>> start

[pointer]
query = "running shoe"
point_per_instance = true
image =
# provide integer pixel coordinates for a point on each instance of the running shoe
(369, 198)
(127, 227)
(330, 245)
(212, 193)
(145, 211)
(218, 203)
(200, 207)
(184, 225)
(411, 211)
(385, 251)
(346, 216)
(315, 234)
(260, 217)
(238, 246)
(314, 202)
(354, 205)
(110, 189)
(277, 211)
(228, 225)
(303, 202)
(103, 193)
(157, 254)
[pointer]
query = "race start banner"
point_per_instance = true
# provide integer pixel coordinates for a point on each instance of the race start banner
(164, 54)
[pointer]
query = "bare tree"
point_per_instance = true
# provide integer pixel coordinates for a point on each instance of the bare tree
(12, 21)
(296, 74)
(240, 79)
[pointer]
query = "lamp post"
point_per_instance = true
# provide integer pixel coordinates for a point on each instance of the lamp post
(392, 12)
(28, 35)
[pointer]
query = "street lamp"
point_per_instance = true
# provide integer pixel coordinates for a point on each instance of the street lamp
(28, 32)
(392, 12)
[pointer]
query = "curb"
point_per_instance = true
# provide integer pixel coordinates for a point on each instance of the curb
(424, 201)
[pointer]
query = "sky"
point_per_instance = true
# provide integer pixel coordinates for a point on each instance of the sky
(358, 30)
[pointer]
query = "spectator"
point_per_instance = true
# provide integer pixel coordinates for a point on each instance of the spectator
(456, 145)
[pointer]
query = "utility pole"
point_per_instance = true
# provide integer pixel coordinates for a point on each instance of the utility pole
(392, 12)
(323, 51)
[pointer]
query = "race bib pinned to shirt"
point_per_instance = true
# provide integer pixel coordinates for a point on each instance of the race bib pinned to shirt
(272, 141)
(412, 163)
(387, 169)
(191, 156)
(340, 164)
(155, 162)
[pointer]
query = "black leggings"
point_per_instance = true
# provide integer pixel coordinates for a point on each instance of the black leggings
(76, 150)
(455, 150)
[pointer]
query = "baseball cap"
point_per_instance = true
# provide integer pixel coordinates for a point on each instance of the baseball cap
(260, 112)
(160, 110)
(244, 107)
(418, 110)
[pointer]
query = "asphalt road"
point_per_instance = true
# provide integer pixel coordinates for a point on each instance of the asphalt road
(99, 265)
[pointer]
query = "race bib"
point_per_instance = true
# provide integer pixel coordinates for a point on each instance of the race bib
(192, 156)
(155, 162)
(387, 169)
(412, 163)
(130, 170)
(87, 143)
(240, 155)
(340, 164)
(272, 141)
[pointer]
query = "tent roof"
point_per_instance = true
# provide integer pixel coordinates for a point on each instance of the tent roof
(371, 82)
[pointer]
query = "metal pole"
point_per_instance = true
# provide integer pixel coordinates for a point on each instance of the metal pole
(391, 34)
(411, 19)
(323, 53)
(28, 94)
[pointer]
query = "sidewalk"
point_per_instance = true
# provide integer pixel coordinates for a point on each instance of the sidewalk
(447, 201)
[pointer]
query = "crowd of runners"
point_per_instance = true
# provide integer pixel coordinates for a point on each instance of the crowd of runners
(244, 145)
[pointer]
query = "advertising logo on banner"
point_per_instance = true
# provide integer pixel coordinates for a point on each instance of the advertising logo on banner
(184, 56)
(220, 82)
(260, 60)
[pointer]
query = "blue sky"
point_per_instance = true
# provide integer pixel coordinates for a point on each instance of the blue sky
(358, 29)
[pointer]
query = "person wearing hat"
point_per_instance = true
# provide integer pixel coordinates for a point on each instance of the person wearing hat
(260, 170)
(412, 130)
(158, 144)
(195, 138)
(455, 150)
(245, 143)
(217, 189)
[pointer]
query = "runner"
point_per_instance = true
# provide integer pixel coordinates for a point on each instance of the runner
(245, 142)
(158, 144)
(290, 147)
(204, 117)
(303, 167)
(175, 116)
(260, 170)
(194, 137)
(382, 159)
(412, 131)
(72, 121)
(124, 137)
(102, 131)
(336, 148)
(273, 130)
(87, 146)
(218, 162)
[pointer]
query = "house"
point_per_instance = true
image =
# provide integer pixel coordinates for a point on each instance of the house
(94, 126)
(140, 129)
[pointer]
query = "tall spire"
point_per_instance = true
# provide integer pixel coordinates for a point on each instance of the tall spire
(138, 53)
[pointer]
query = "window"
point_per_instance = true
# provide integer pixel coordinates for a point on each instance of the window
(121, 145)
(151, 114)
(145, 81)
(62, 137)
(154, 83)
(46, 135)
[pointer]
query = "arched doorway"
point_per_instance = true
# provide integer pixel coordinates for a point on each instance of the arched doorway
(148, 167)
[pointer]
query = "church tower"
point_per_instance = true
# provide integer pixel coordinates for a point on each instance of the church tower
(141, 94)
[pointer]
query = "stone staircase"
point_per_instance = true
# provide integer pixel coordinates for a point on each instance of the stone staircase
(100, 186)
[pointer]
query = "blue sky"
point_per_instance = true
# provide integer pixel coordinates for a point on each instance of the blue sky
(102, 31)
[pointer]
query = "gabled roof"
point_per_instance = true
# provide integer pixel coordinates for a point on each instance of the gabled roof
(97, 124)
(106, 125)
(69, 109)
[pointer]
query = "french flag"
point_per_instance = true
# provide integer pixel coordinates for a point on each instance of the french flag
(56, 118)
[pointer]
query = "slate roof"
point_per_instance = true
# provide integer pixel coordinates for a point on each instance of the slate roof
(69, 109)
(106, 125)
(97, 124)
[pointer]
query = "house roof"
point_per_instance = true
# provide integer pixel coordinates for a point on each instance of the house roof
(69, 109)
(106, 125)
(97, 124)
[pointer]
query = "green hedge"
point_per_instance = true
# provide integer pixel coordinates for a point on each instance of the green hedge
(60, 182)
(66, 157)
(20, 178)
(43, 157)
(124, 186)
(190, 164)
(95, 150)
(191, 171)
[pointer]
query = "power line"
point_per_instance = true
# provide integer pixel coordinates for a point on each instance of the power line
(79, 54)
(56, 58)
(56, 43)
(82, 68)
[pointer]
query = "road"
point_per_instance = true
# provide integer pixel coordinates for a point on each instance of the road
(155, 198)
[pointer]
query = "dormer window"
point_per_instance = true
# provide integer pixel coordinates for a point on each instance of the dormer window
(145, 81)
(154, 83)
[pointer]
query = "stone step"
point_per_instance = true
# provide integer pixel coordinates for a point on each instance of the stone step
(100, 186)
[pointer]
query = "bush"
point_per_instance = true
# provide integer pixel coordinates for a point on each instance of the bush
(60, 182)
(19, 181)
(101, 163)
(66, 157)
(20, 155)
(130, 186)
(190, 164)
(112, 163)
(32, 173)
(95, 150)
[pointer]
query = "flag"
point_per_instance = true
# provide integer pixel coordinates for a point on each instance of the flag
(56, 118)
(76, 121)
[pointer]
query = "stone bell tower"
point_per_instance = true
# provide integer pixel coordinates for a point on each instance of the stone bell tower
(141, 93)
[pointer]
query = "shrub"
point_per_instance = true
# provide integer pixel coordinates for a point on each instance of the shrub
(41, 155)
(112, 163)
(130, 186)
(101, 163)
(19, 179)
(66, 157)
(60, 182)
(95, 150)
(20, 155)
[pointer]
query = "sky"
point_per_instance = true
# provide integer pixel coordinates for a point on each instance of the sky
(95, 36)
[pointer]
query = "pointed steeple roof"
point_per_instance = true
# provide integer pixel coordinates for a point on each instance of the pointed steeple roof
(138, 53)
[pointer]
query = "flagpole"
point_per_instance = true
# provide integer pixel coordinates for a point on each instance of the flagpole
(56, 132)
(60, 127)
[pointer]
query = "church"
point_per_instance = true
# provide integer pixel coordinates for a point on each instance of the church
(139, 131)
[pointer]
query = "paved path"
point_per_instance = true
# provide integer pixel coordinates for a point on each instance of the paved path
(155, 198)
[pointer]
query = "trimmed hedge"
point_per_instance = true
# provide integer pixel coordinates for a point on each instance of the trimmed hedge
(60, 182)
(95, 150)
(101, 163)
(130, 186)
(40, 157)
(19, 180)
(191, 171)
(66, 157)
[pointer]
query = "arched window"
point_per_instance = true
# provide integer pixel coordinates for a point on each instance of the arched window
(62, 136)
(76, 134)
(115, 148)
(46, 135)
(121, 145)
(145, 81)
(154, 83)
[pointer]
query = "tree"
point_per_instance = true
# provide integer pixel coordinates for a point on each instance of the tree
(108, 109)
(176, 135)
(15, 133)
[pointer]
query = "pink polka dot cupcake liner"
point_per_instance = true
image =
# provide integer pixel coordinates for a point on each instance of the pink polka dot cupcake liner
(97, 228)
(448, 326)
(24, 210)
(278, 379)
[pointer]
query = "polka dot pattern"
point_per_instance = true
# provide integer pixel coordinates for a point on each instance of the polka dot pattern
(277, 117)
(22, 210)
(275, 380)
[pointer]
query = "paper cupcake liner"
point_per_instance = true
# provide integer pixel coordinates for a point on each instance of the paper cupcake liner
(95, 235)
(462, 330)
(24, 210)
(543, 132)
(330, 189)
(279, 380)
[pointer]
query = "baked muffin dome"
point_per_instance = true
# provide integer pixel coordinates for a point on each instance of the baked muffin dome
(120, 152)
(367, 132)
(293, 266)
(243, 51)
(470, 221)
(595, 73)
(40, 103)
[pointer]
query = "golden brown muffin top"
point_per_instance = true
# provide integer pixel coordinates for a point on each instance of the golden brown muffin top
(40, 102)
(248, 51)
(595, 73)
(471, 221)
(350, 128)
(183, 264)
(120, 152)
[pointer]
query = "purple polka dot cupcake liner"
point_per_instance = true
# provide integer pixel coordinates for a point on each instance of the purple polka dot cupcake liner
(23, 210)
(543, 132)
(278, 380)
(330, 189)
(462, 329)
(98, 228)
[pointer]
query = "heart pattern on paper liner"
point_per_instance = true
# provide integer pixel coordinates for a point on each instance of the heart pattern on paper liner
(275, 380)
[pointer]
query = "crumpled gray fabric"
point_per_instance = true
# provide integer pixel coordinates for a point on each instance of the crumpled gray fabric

>> end

**Directive:** Find each line in the items above that contains the word "step" and copy those lines out in full.

**Final result:**
query = "stone step"
# provide integer pixel coordinates for a point on each instance of the stone step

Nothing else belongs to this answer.